======== Data for this task
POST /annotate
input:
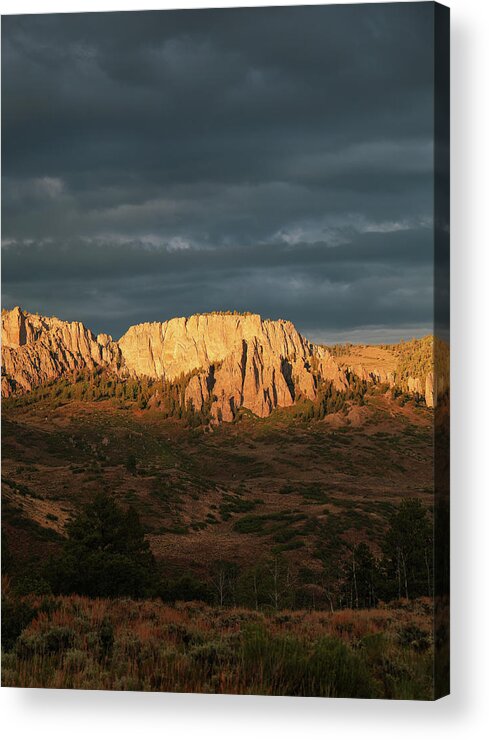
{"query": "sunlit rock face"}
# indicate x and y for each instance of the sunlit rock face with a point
(228, 361)
(38, 349)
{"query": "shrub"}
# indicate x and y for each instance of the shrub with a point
(16, 615)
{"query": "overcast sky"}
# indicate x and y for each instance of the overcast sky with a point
(273, 160)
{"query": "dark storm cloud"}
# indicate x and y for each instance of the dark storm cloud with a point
(273, 160)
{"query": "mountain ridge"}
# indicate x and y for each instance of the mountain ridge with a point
(235, 360)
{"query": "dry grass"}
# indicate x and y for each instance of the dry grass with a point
(76, 642)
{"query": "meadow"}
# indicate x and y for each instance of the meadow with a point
(124, 644)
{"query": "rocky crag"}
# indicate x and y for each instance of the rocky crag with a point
(231, 360)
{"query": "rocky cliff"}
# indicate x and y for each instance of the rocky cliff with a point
(229, 360)
(37, 349)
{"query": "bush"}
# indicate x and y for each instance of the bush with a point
(16, 615)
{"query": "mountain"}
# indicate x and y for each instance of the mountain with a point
(226, 360)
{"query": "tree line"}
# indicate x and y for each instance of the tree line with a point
(106, 554)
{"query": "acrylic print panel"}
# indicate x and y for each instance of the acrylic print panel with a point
(225, 351)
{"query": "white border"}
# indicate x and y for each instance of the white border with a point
(45, 714)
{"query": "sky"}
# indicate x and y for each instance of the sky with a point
(273, 160)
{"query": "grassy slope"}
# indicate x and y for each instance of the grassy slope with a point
(255, 487)
(76, 642)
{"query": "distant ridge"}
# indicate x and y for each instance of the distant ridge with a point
(232, 360)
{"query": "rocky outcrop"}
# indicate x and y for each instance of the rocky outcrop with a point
(227, 361)
(37, 349)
================
▶ _What is needed_:
Write the entries above out again exactly, but not the pictures.

▶ _Exercise answer_:
POST /annotate
input:
{"query": "sunlit rock face"}
# indicate x and y for each instance of the sunlit rock face with a point
(228, 361)
(38, 349)
{"query": "shrub"}
# indicate x and y for each instance of the shrub with a point
(16, 615)
{"query": "overcast sky"}
# indicate x and y for each instance of the overcast sky with a point
(273, 160)
{"query": "dark storm cloud"}
# indicate x and y for each instance of the dark storm cloud with a point
(273, 160)
{"query": "mountain ridge"}
# indicate x and y for each instance of the mountain ridge with a point
(235, 360)
{"query": "dry grass"}
# indicate x and y for each instance of the dry grass with a point
(76, 642)
{"query": "meadow"}
# indicate x and y for each instance of the meadow with a point
(124, 644)
{"query": "rocky crag"}
# indicate x and y for each instance of the rocky crag with a point
(231, 360)
{"query": "rocky cliff"}
# indicate x and y for each instance of the rocky cliff with a point
(229, 360)
(37, 349)
{"query": "bush"}
# indicate x and y for each instance of the bush with a point
(16, 615)
{"query": "mountain"}
# indicate x and y for each instance of the mountain with a point
(226, 360)
{"query": "tree line"}
# indicate x and y for each instance of the tree line with a point
(106, 554)
{"query": "acrylic print panel"}
# indicate x and y for each instance of the acrylic print panel with a point
(225, 351)
{"query": "white border"}
# indicate x and y for each instance of the white border with a point
(45, 714)
{"query": "sky"}
# indicate x and y for each instance of the sky with a point
(273, 160)
{"query": "grassy slope"}
# indicate x and y for each instance of the grassy slope with a point
(255, 487)
(76, 642)
{"query": "distant ridge"}
# indicate x and y for each instance of the distant ridge with a point
(232, 360)
{"query": "rocky outcrop"}
# indicate x and y for each instance of the rocky outcrop with a point
(227, 361)
(37, 349)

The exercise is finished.